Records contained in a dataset

☆ ☆ ☆ ☆ ☆ ☆ ☆

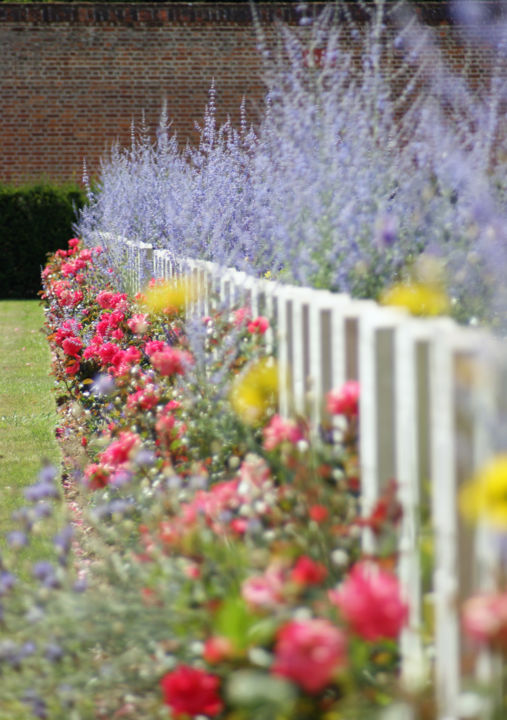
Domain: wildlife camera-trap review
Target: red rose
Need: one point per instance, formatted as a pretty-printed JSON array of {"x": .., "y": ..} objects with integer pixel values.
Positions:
[
  {"x": 344, "y": 401},
  {"x": 189, "y": 691},
  {"x": 370, "y": 600},
  {"x": 309, "y": 653},
  {"x": 307, "y": 572}
]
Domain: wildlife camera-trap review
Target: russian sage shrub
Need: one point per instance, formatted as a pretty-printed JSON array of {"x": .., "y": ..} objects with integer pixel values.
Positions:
[{"x": 346, "y": 182}]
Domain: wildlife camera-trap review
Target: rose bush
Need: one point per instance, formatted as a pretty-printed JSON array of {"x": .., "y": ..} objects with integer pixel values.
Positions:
[{"x": 210, "y": 544}]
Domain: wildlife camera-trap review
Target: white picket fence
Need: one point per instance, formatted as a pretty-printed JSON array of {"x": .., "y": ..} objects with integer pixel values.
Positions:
[{"x": 432, "y": 395}]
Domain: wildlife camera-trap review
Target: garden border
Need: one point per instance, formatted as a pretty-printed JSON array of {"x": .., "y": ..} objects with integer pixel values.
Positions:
[{"x": 432, "y": 393}]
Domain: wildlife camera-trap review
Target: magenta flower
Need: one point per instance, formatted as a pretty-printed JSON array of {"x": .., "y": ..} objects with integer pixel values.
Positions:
[
  {"x": 278, "y": 431},
  {"x": 344, "y": 401},
  {"x": 370, "y": 601},
  {"x": 309, "y": 653}
]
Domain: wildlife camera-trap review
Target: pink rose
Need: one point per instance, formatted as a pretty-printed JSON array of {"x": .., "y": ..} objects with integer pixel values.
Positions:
[
  {"x": 258, "y": 325},
  {"x": 308, "y": 572},
  {"x": 344, "y": 401},
  {"x": 309, "y": 653},
  {"x": 369, "y": 599},
  {"x": 189, "y": 691},
  {"x": 120, "y": 450},
  {"x": 264, "y": 592},
  {"x": 170, "y": 361},
  {"x": 278, "y": 431},
  {"x": 72, "y": 346},
  {"x": 485, "y": 619}
]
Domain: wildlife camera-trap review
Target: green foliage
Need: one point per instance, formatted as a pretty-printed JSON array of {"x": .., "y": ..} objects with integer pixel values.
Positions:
[{"x": 34, "y": 221}]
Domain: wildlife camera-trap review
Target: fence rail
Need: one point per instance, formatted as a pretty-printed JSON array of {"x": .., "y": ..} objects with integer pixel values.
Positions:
[{"x": 432, "y": 396}]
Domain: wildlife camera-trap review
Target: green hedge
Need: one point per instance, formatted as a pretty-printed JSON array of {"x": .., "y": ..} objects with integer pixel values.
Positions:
[{"x": 34, "y": 220}]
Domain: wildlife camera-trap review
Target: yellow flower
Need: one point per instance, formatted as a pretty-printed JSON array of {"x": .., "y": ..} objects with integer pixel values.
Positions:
[
  {"x": 255, "y": 391},
  {"x": 418, "y": 298},
  {"x": 485, "y": 496},
  {"x": 170, "y": 295}
]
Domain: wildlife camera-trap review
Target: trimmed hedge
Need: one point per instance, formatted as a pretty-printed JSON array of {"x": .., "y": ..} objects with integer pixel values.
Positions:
[{"x": 34, "y": 220}]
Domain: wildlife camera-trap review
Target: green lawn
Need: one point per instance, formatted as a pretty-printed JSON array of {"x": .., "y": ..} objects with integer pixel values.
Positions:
[{"x": 27, "y": 407}]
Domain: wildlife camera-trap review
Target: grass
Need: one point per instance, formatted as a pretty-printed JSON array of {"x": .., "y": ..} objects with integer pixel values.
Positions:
[{"x": 27, "y": 407}]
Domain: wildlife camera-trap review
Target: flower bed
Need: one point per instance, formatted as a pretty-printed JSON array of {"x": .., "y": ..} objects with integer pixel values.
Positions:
[{"x": 215, "y": 567}]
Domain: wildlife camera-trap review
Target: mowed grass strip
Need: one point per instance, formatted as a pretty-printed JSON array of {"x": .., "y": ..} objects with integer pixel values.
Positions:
[{"x": 27, "y": 406}]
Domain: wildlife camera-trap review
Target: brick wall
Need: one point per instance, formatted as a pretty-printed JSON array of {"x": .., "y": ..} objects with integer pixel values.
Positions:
[{"x": 74, "y": 76}]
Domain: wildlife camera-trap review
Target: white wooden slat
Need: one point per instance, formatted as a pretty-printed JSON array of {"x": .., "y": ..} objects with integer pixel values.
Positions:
[
  {"x": 444, "y": 517},
  {"x": 327, "y": 343},
  {"x": 410, "y": 424},
  {"x": 376, "y": 378}
]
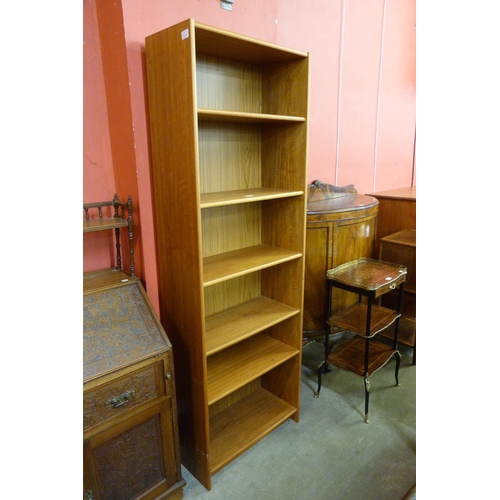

☆ ☆ ☆ ☆ ☆ ☆ ☆

▶ TASK REQUIREMENTS: Locate every line in the entries above that contains the word "hedge", and copy each of those lines.

▶ EXPECTED ANSWER:
Target: green hedge
Target: trimmed hedge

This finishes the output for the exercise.